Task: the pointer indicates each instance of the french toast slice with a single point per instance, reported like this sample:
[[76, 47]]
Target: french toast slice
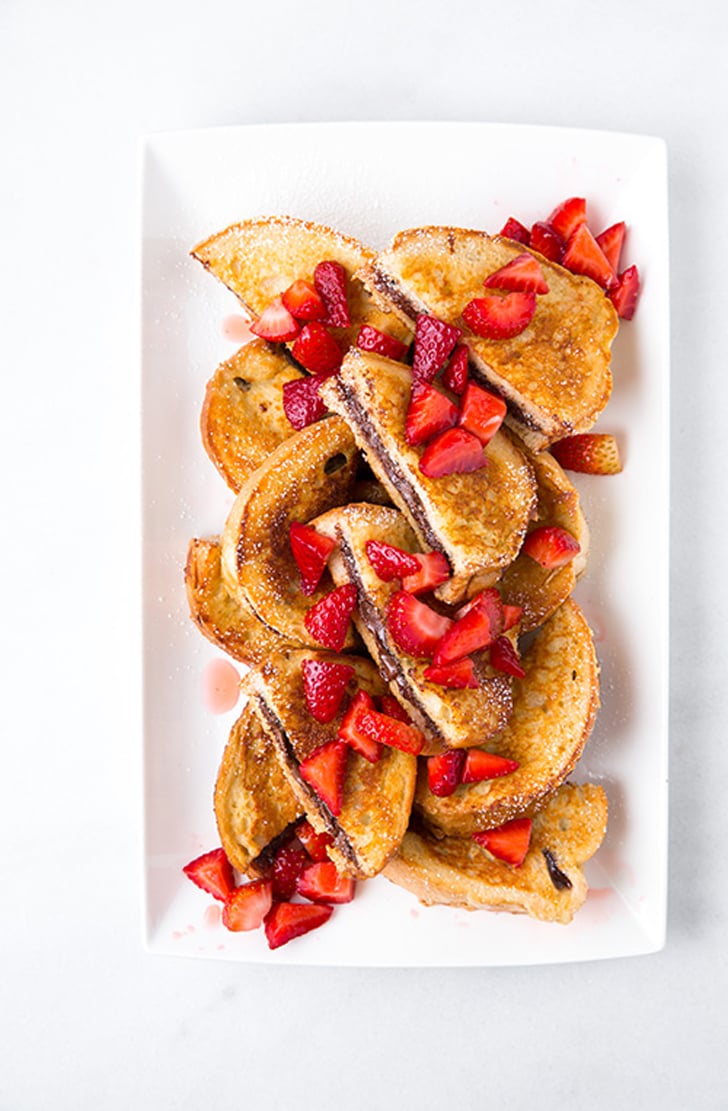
[[549, 884], [555, 374], [555, 708], [448, 718], [242, 419], [478, 520], [311, 471], [377, 797], [252, 801], [228, 622]]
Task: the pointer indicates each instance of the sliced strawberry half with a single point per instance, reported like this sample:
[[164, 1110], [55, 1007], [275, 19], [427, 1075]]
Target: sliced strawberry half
[[480, 764], [286, 921], [311, 552], [584, 256], [212, 872], [499, 317], [550, 546], [434, 341], [481, 412], [456, 451], [444, 772], [325, 684], [323, 883], [248, 906], [507, 842], [328, 621], [326, 771], [303, 302], [276, 323], [370, 339], [521, 274], [588, 453], [414, 627]]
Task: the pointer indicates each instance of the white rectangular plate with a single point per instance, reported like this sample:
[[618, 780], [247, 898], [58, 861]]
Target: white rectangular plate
[[371, 180]]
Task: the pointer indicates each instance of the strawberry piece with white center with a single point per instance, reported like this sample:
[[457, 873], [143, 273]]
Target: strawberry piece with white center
[[276, 323], [588, 453], [323, 883], [317, 350], [521, 274], [330, 281], [212, 872], [328, 621], [248, 906], [499, 317], [429, 412], [414, 627], [434, 341], [311, 552], [286, 921], [550, 546], [481, 412], [444, 772], [371, 339], [325, 684], [508, 842], [326, 771], [456, 451]]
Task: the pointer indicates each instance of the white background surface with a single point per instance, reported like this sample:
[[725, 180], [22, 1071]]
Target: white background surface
[[87, 1018]]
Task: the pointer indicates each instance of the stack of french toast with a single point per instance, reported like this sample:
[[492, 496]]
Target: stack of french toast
[[397, 569]]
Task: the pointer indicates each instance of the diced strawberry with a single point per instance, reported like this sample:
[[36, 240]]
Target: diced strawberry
[[434, 569], [370, 339], [322, 883], [303, 302], [505, 658], [286, 921], [498, 317], [317, 350], [610, 241], [429, 412], [325, 684], [452, 452], [434, 341], [414, 627], [550, 546], [458, 676], [589, 453], [481, 412], [626, 292], [547, 242], [568, 216], [514, 229], [316, 844], [351, 734], [390, 562], [330, 280], [212, 872], [456, 372], [444, 772], [521, 274], [326, 771], [310, 551], [248, 906], [276, 323], [507, 842], [584, 256], [328, 621], [480, 764]]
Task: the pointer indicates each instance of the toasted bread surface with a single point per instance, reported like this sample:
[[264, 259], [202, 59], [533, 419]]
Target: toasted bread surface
[[458, 872], [555, 374], [555, 708]]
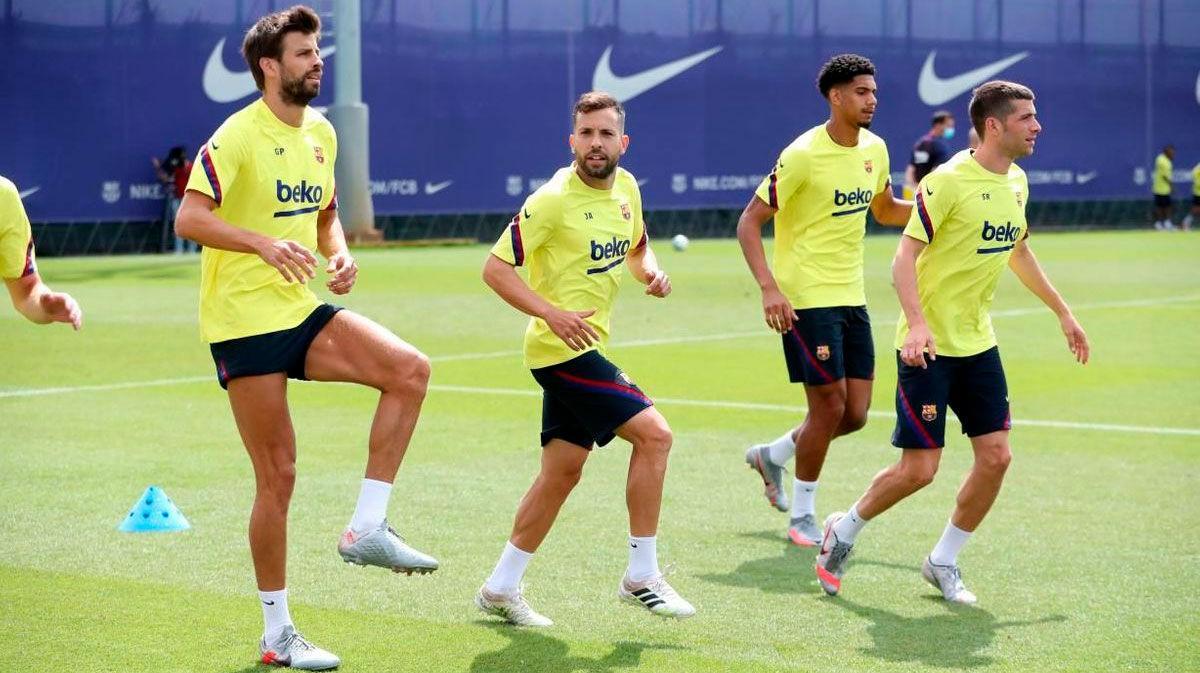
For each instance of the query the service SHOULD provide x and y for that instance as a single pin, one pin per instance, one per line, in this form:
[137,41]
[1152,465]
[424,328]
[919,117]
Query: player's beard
[601,173]
[299,91]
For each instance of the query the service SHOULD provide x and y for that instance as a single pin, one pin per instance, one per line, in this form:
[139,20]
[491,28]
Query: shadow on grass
[946,641]
[531,650]
[787,571]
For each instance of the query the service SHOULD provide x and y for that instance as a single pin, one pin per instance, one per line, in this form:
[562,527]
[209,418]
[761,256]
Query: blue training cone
[154,512]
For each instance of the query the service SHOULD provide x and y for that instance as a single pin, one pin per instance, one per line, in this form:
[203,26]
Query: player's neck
[287,113]
[993,160]
[843,132]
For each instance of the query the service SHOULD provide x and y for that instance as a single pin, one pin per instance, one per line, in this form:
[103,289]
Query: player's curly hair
[841,70]
[265,37]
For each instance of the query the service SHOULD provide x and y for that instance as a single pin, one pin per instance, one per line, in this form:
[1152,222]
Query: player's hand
[571,328]
[658,283]
[294,262]
[778,310]
[918,341]
[61,307]
[345,271]
[1077,338]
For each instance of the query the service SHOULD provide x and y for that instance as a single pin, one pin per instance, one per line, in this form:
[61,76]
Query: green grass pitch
[1089,562]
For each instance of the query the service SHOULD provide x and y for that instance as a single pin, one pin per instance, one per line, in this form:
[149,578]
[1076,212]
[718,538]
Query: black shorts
[586,400]
[972,386]
[828,344]
[274,352]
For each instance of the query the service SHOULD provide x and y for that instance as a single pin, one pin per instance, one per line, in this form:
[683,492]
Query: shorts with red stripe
[972,386]
[586,400]
[829,343]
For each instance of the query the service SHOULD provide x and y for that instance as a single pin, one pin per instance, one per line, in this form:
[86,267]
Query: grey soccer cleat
[947,580]
[385,548]
[759,458]
[832,559]
[803,532]
[292,649]
[511,607]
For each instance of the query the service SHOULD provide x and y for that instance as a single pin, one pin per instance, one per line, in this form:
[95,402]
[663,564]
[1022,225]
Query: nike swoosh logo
[431,188]
[628,88]
[222,85]
[935,90]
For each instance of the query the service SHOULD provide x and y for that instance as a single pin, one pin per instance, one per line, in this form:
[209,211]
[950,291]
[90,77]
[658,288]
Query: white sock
[507,576]
[643,558]
[372,506]
[947,550]
[849,526]
[275,612]
[804,494]
[783,449]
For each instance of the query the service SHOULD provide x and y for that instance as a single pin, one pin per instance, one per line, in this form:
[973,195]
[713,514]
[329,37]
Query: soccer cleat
[657,596]
[385,548]
[292,649]
[511,607]
[803,532]
[759,458]
[832,559]
[947,580]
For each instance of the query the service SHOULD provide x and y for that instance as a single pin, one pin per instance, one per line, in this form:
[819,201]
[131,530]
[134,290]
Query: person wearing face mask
[929,151]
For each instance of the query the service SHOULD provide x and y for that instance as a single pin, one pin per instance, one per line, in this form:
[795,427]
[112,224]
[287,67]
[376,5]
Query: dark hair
[265,37]
[841,70]
[995,98]
[594,101]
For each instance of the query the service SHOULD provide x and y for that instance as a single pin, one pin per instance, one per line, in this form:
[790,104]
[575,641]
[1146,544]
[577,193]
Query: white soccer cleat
[657,596]
[511,607]
[947,580]
[292,649]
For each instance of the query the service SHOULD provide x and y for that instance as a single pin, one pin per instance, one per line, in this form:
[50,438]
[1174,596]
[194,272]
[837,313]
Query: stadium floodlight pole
[352,121]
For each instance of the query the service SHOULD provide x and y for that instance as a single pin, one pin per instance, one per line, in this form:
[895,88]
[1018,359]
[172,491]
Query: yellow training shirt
[821,191]
[16,236]
[269,178]
[971,220]
[574,239]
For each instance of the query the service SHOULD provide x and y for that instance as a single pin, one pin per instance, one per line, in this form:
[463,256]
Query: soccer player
[819,194]
[969,223]
[29,294]
[575,234]
[1162,188]
[261,199]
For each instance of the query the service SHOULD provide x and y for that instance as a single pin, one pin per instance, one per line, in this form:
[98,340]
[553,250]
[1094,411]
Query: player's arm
[196,221]
[331,242]
[1025,264]
[568,325]
[904,278]
[888,209]
[37,302]
[775,307]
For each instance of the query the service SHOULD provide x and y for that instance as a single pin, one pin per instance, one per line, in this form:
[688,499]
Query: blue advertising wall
[469,98]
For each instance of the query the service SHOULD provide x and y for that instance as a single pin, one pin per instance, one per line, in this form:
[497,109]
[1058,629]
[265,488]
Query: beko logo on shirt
[304,192]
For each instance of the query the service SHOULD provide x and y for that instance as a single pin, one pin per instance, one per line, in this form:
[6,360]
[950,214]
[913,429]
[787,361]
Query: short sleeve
[931,209]
[217,164]
[528,230]
[785,179]
[16,236]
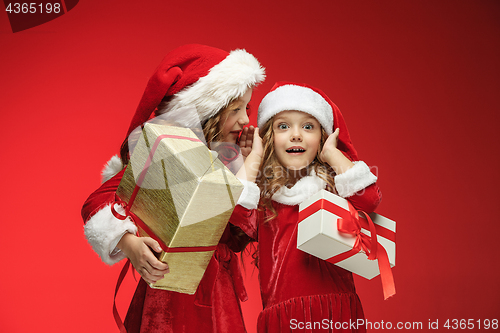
_ _ _
Instructions for the task.
All lines of the entries containing the string "like" must be shown in full.

Expected answer.
Task: the pointer indicates each instance of the french toast slice with a single point per instance, reported like this sample:
Task: the pointer indicates each instance of the sliced strawberry half with a single point per instance, reported like this sample:
Task: the pointer indicates each instance of the white rectangular plate with a single point per instance, reported like this sample:
Task: the pointer indicates each instance of the strawberry piece with white center with a single point per instance, reported like this sample:
Task: the pointer indicates each instance of the white background surface with a single point per instance, reported like this sample:
Task: the pointer indicates each instance of the stack of french toast with a single point per instance, reported like this sample:
Task: the pointer indicates each instance of the diced strawberry with a single point per instance, reported like this sample:
Task: the pointer indicates each instance of the toasted bread surface with a single point per instance, reported like this sample:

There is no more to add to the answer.